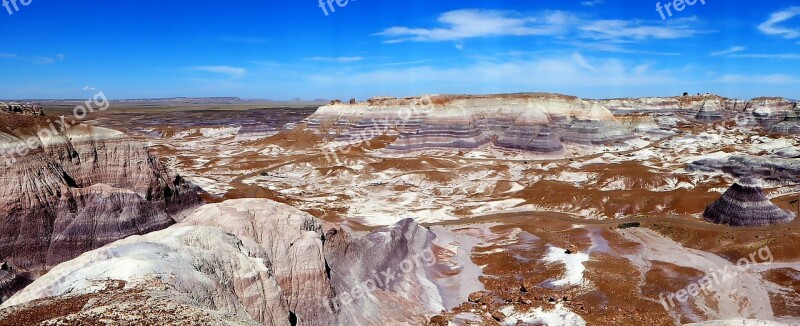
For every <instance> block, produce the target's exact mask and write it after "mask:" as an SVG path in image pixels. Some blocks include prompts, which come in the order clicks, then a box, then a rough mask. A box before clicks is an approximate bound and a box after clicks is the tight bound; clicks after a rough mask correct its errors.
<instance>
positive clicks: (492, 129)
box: [306, 94, 634, 153]
mask: <svg viewBox="0 0 800 326" xmlns="http://www.w3.org/2000/svg"><path fill="white" fill-rule="evenodd" d="M306 122H307V123H308V126H309V127H310V128H311V129H315V130H319V131H320V132H321V133H323V134H327V135H328V136H330V137H331V138H333V139H336V140H345V139H348V138H353V137H354V135H358V134H363V133H364V130H365V129H371V130H378V131H386V130H396V131H397V132H398V133H399V135H400V137H398V139H397V140H396V141H395V142H394V143H392V144H390V145H389V146H388V148H387V149H388V150H396V151H410V150H420V149H432V148H449V149H459V150H470V149H476V148H479V147H482V146H484V145H486V144H489V143H492V144H494V145H495V146H497V147H500V148H511V149H522V150H527V151H534V152H546V153H549V152H554V151H560V150H561V149H563V144H562V141H564V142H568V143H577V144H593V145H602V144H611V143H615V142H618V141H623V140H628V139H631V138H633V137H634V135H633V134H632V133H631V132H630V131H629V130H627V129H625V128H624V127H623V126H622V125H621V124H620V123H619V121H617V120H616V119H615V118H614V115H613V114H612V113H611V112H610V111H609V110H608V109H606V108H605V107H603V106H602V105H601V104H600V103H599V102H597V101H586V100H582V99H579V98H576V97H570V96H563V95H556V94H510V95H489V96H460V95H459V96H457V95H435V96H423V97H419V98H405V99H396V98H387V97H381V98H374V99H371V100H369V101H367V102H364V103H358V104H349V105H348V104H342V103H339V102H337V103H333V104H331V105H328V106H325V107H321V108H319V110H317V112H316V113H314V114H313V115H311V116H310V117H309V118H308V119H307V120H306ZM372 134H375V133H374V132H373V133H372Z"/></svg>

* * * * * * *

DIRECTIVE: Reproduce all of the data above verbatim, omitting the image.

SOLUTION TO THE EXERCISE:
For every <instance> block, produce the target's exact mask and write it after "mask:" as an SVG path in image pixels. Some blocks include prompts, which come in the order clicks, then a box, then a rough mask. A box before clicks is an approximate bound and a box after clicks is the tight bound; clicks after a rough mask correct its errors.
<instance>
positive clicks: (492, 129)
box: [306, 94, 634, 153]
mask: <svg viewBox="0 0 800 326" xmlns="http://www.w3.org/2000/svg"><path fill="white" fill-rule="evenodd" d="M306 122H307V123H308V126H309V127H310V128H311V129H315V130H319V131H320V132H321V133H323V134H327V135H328V136H330V137H331V138H333V139H336V140H345V139H348V138H353V137H354V135H358V134H363V133H364V130H365V129H371V130H378V131H386V130H396V131H397V132H398V133H399V135H400V137H398V139H397V140H396V141H395V142H394V143H392V144H390V145H389V146H388V148H387V149H388V150H396V151H410V150H420V149H432V148H449V149H459V150H470V149H476V148H479V147H482V146H484V145H486V144H489V143H492V144H494V145H495V146H497V147H500V148H511V149H522V150H527V151H534V152H546V153H549V152H554V151H560V150H561V149H563V144H562V141H564V142H568V143H577V144H593V145H602V144H611V143H615V142H618V141H623V140H628V139H631V138H633V137H634V135H633V134H632V133H631V132H630V131H629V130H627V129H625V128H624V127H623V126H622V125H621V124H620V123H619V121H617V120H616V119H615V118H614V115H613V114H612V113H611V112H610V111H609V110H608V109H606V108H605V107H603V106H602V105H601V104H600V103H599V102H597V101H586V100H582V99H579V98H576V97H570V96H563V95H556V94H510V95H489V96H460V95H459V96H457V95H435V96H423V97H419V98H405V99H396V98H387V97H381V98H374V99H371V100H369V101H367V102H364V103H358V104H349V105H348V104H342V103H339V102H337V103H333V104H331V105H328V106H325V107H321V108H319V110H317V112H316V113H314V114H313V115H311V116H310V117H309V118H308V119H307V120H306ZM372 134H375V133H374V132H373V133H372Z"/></svg>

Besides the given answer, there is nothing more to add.